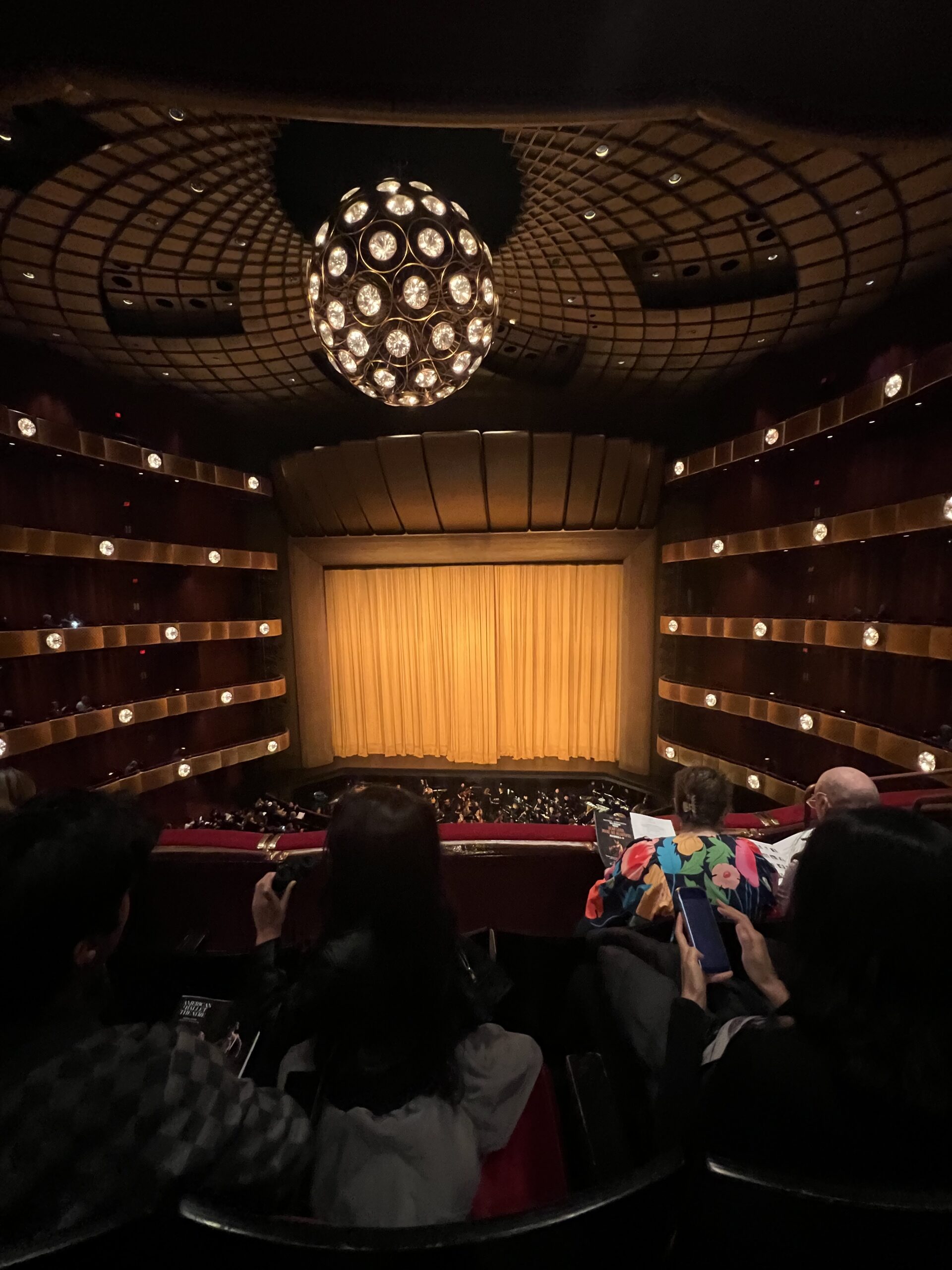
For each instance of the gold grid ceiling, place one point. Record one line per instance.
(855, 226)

--

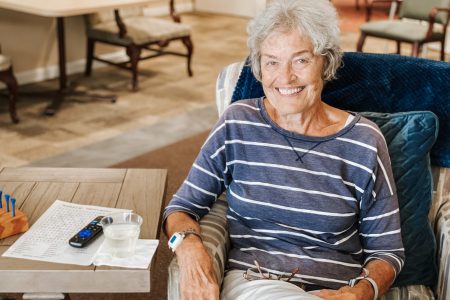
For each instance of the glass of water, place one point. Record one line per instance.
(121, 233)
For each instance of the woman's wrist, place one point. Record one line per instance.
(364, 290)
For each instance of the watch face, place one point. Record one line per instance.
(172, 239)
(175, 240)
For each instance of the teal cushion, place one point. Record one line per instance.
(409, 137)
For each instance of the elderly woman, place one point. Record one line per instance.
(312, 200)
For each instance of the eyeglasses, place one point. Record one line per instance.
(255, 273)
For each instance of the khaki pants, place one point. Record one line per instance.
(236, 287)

*Stated exercise*: Gather every line of the material above that contains the string "Record". List those lines in the order they appear.

*Exercise result*:
For each instance of the gold grid ceiling, place one point. Record one line per instance.
For each instance of the glass of water, place one point. Record one line per instance.
For each instance of the woman's wrist, place one point. Record one line per instance.
For each instance of the watch face, place one point. Record one line per instance.
For each instance of the teal cushion, place one point. Record one line per instance.
For each instance of the elderly woman, place one point. Record one line per instance.
For each instance of the eyeglasses, place one point. Record one line per instance.
For each instance of the khaki pants, place one point. Record one line per instance.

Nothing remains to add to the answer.